§ TO DO:
Your answer should be an exact copy of the lines from the start of the entries to the line containing "Report the position of each instance of the broken", both included.

§ Saved entries:
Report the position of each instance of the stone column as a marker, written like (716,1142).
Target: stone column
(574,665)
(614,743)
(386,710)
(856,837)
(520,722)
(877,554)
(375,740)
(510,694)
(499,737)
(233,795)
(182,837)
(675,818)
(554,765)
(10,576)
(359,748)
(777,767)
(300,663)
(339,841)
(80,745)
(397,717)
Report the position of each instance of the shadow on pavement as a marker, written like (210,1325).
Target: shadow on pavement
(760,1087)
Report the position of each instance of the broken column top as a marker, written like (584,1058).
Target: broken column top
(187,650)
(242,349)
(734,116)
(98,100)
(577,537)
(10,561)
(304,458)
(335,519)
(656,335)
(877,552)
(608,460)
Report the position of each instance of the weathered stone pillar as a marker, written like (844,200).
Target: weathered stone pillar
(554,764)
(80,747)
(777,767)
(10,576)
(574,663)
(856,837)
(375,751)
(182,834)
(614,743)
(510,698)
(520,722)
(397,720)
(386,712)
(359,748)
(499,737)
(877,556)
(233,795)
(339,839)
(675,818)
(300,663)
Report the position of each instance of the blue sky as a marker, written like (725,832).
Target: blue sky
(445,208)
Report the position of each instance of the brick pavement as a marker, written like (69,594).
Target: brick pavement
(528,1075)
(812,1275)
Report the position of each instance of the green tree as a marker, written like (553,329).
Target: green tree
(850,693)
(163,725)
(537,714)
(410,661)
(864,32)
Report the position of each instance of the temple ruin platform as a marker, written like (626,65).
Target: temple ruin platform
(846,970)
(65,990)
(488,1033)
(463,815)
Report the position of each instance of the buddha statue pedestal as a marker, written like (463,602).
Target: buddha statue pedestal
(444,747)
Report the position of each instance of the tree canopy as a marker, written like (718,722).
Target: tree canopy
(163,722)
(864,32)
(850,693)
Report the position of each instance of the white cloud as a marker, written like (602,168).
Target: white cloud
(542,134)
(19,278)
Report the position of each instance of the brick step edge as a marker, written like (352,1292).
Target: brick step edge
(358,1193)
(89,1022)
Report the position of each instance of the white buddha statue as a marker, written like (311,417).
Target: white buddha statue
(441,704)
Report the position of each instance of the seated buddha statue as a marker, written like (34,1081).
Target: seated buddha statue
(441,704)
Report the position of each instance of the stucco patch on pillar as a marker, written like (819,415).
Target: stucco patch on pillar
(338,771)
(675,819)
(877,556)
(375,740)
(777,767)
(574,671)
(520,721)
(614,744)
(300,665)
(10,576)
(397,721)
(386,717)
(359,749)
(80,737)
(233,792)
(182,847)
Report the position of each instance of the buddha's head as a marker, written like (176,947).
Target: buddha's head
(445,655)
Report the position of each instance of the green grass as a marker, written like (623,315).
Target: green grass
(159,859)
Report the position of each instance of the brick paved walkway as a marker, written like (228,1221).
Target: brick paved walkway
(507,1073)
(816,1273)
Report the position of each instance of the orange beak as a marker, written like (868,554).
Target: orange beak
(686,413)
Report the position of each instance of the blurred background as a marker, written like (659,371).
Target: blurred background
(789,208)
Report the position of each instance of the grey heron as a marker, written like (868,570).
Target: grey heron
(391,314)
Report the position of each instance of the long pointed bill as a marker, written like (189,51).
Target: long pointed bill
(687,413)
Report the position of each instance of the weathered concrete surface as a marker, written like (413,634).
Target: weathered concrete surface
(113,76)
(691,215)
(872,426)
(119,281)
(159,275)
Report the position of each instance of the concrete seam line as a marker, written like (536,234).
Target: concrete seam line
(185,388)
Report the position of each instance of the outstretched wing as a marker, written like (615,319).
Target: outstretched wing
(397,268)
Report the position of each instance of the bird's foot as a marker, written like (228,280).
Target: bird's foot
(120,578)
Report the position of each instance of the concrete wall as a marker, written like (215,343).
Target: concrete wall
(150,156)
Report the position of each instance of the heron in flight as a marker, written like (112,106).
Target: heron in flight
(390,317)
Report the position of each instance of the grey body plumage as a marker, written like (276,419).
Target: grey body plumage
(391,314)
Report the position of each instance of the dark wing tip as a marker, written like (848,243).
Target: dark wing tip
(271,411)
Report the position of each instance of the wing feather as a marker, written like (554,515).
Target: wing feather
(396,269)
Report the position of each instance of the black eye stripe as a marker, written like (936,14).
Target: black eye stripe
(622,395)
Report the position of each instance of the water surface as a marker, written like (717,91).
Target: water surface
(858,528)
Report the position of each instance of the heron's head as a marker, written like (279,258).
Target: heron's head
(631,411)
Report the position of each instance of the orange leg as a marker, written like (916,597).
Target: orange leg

§ RESULT:
Report the position of each instance of the stone column as a marker, written like (716,1142).
Target: stone column
(574,665)
(614,743)
(386,710)
(856,837)
(520,722)
(877,554)
(375,740)
(510,694)
(499,737)
(233,795)
(182,837)
(675,818)
(554,765)
(10,576)
(359,748)
(777,767)
(300,663)
(339,841)
(80,745)
(397,717)
Report the position of each instance of the shadow on pavement as a marker, written like (210,1325).
Target: shadow on pavement
(760,1087)
Report the position of each instance of the broken column top as a marker, written like (584,1058).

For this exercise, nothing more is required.